Records excerpted from a collection:

'''

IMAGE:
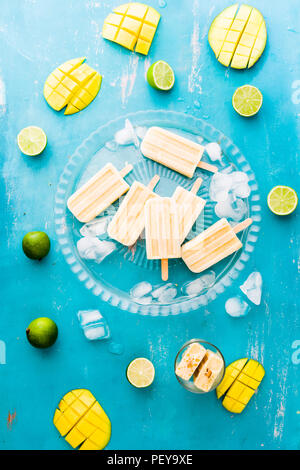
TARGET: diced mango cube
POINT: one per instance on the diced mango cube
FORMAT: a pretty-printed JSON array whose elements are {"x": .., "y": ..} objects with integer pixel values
[
  {"x": 136, "y": 27},
  {"x": 82, "y": 421},
  {"x": 126, "y": 39},
  {"x": 64, "y": 87},
  {"x": 142, "y": 46}
]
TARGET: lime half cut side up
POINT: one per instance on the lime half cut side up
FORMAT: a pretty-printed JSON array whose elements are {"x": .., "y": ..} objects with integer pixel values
[
  {"x": 282, "y": 200},
  {"x": 32, "y": 140},
  {"x": 161, "y": 76},
  {"x": 247, "y": 100},
  {"x": 140, "y": 372}
]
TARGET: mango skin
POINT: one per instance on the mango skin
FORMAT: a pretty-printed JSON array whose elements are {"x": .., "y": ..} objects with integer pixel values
[
  {"x": 73, "y": 85},
  {"x": 81, "y": 420},
  {"x": 238, "y": 36},
  {"x": 241, "y": 380}
]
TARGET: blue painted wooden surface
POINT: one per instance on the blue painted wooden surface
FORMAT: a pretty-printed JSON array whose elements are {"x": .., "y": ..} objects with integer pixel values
[{"x": 36, "y": 36}]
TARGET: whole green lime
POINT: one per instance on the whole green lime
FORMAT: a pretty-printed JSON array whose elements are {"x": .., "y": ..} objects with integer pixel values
[
  {"x": 42, "y": 332},
  {"x": 36, "y": 245}
]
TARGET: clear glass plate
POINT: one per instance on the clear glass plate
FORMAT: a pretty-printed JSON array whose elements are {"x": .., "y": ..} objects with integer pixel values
[{"x": 114, "y": 278}]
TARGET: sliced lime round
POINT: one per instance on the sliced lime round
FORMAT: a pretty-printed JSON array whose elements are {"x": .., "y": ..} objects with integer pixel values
[
  {"x": 32, "y": 140},
  {"x": 247, "y": 100},
  {"x": 282, "y": 200},
  {"x": 161, "y": 76}
]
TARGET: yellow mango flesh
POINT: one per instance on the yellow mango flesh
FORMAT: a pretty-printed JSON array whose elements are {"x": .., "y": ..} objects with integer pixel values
[
  {"x": 238, "y": 36},
  {"x": 82, "y": 421},
  {"x": 241, "y": 380},
  {"x": 73, "y": 84},
  {"x": 132, "y": 25}
]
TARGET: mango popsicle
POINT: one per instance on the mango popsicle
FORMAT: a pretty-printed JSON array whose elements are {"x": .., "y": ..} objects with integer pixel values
[
  {"x": 129, "y": 221},
  {"x": 99, "y": 192},
  {"x": 162, "y": 231},
  {"x": 190, "y": 207},
  {"x": 208, "y": 371},
  {"x": 175, "y": 152},
  {"x": 212, "y": 245},
  {"x": 190, "y": 360}
]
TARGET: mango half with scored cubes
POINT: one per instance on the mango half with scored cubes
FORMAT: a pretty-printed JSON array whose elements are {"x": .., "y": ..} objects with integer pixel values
[
  {"x": 241, "y": 380},
  {"x": 238, "y": 36},
  {"x": 82, "y": 421},
  {"x": 132, "y": 25},
  {"x": 73, "y": 84}
]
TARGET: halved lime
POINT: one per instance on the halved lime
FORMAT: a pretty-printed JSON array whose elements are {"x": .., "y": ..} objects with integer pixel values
[
  {"x": 282, "y": 200},
  {"x": 247, "y": 100},
  {"x": 161, "y": 76},
  {"x": 42, "y": 332},
  {"x": 140, "y": 372},
  {"x": 32, "y": 140},
  {"x": 36, "y": 245}
]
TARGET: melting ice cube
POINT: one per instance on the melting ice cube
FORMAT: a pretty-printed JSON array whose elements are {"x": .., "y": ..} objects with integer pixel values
[
  {"x": 231, "y": 209},
  {"x": 252, "y": 287},
  {"x": 141, "y": 289},
  {"x": 96, "y": 227},
  {"x": 214, "y": 151},
  {"x": 165, "y": 293},
  {"x": 199, "y": 285},
  {"x": 93, "y": 324},
  {"x": 127, "y": 135},
  {"x": 236, "y": 307},
  {"x": 94, "y": 249}
]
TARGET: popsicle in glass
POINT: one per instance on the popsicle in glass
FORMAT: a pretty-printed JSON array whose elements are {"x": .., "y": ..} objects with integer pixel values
[
  {"x": 162, "y": 231},
  {"x": 190, "y": 207},
  {"x": 129, "y": 221},
  {"x": 99, "y": 192},
  {"x": 212, "y": 245},
  {"x": 175, "y": 152}
]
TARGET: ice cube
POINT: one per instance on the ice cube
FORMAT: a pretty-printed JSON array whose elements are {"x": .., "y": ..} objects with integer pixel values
[
  {"x": 237, "y": 307},
  {"x": 116, "y": 348},
  {"x": 214, "y": 151},
  {"x": 96, "y": 227},
  {"x": 92, "y": 248},
  {"x": 93, "y": 324},
  {"x": 231, "y": 208},
  {"x": 252, "y": 287},
  {"x": 165, "y": 293},
  {"x": 199, "y": 285},
  {"x": 141, "y": 289},
  {"x": 219, "y": 187},
  {"x": 127, "y": 135}
]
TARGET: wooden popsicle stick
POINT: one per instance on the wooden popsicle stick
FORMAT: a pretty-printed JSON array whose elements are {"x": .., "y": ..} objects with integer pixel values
[
  {"x": 127, "y": 169},
  {"x": 164, "y": 269},
  {"x": 196, "y": 185},
  {"x": 242, "y": 225},
  {"x": 153, "y": 182},
  {"x": 207, "y": 166}
]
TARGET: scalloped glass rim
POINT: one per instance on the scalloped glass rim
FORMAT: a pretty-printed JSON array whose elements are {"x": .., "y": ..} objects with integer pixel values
[{"x": 92, "y": 144}]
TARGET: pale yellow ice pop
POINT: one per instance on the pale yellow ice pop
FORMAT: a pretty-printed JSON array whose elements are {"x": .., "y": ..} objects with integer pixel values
[
  {"x": 175, "y": 152},
  {"x": 129, "y": 221},
  {"x": 212, "y": 245},
  {"x": 162, "y": 231},
  {"x": 208, "y": 371},
  {"x": 190, "y": 360},
  {"x": 99, "y": 192},
  {"x": 190, "y": 207}
]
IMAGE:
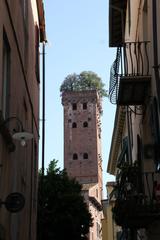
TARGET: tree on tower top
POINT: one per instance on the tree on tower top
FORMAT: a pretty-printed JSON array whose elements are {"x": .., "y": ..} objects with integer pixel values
[{"x": 86, "y": 80}]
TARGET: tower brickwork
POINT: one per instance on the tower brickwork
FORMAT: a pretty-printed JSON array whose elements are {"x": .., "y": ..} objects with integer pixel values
[{"x": 82, "y": 147}]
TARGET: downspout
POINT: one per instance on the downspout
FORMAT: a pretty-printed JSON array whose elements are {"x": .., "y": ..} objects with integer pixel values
[
  {"x": 155, "y": 50},
  {"x": 43, "y": 111}
]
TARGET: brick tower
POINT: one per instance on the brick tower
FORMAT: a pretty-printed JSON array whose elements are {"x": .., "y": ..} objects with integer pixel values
[{"x": 82, "y": 148}]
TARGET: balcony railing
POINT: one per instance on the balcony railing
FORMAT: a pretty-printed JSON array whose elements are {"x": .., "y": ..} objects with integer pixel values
[
  {"x": 130, "y": 74},
  {"x": 137, "y": 198}
]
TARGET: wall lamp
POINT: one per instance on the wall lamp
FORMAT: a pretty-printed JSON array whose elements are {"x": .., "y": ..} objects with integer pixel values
[{"x": 20, "y": 135}]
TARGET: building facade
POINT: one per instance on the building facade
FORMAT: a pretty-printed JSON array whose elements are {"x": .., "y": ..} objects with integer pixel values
[
  {"x": 22, "y": 28},
  {"x": 82, "y": 148},
  {"x": 134, "y": 88}
]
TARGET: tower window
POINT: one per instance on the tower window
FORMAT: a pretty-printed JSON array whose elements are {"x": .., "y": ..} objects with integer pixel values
[
  {"x": 74, "y": 106},
  {"x": 74, "y": 125},
  {"x": 75, "y": 156},
  {"x": 85, "y": 124},
  {"x": 84, "y": 105},
  {"x": 85, "y": 156}
]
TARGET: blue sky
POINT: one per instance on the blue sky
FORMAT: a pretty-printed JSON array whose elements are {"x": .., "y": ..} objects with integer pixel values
[{"x": 77, "y": 34}]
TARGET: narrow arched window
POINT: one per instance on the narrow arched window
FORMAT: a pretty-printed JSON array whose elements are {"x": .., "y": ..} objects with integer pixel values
[
  {"x": 74, "y": 106},
  {"x": 74, "y": 125},
  {"x": 75, "y": 156},
  {"x": 85, "y": 156},
  {"x": 84, "y": 106},
  {"x": 85, "y": 124}
]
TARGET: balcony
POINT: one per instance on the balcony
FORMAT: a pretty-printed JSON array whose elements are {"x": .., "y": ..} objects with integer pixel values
[
  {"x": 130, "y": 76},
  {"x": 137, "y": 194}
]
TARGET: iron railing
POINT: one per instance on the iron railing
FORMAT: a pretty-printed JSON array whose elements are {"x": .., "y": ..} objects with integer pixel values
[
  {"x": 137, "y": 196},
  {"x": 132, "y": 60}
]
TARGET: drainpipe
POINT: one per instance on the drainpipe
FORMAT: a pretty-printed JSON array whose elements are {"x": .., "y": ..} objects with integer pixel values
[
  {"x": 155, "y": 49},
  {"x": 129, "y": 137},
  {"x": 43, "y": 111}
]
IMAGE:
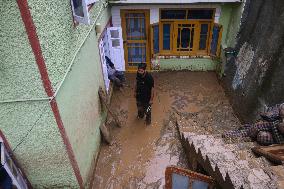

'''

Find every line in the data above that contains the word "building" and copy each of those lines.

TARGET: building facade
POINT: one per instance on the building facade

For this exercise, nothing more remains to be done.